Document section:
Essential Insights
- Ethereum’s activity metrics soared in Q1 2026, with record-high active users (+85.9% YoY) and transaction volumes (+81.5% YoY), despite a 30% drop in market cap and nearly 50% lower fee revenue.
- The fee decline was driven by network upgrades like the Fusaka BPO #2, which increased data capacity and made transactions cheaper, focusing on long-term scaling over immediate revenue.
- Ethereum maintains a dominant position in tokenized assets (71% TVL share, $316.2B), with rapid growth in tokenized gold and funds, yet its native token’s price remains under pressure.
- Despite rising usage and strong dominance in DeFi and tokenized assets, ETH’s price hit a 14-month low, with analyst sentiment divided as it struggles to translate activity into market value.
The Revenue Divergence: Why Record-Breaking Ethereum Activity Isn’t Boosting ETH Price
Surging Activity, Falling Revenue
Ethereum’s network activity hit new heights in the first quarter of 2026. Monthly active users increased by 53.5% from the previous quarter to 13.2 million. Transactions jumped to 200.4 million, up 81.5% year-over-year. Despite this growth, Ethereum’s revenue tells a different story. The total fees earned on the network decreased by nearly half, falling to $39.9 million.

Request: According to the Ethereum article, how many monthly active users did the network reach in the first quarter of 2026? The listing has nothing to do with the Ethereum article above.

Recorded data:
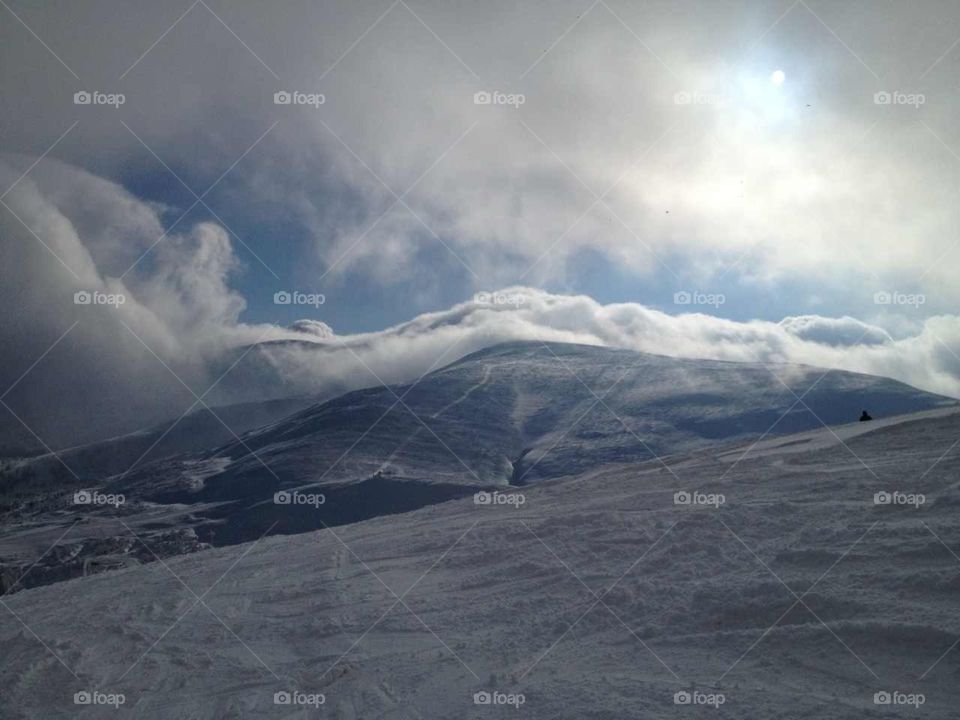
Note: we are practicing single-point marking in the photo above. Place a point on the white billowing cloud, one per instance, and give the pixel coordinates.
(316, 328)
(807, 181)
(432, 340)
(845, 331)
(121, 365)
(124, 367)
--
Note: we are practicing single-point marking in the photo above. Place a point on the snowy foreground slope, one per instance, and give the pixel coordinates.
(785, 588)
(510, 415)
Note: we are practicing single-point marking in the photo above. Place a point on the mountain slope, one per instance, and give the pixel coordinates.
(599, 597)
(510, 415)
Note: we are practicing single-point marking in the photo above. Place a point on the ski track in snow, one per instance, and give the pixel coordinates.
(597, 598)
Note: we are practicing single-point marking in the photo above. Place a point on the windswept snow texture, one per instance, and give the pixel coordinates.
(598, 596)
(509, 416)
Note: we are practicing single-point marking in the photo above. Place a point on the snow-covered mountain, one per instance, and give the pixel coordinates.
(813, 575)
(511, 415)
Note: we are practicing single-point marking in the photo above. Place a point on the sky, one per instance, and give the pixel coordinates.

Solution: 13.2 million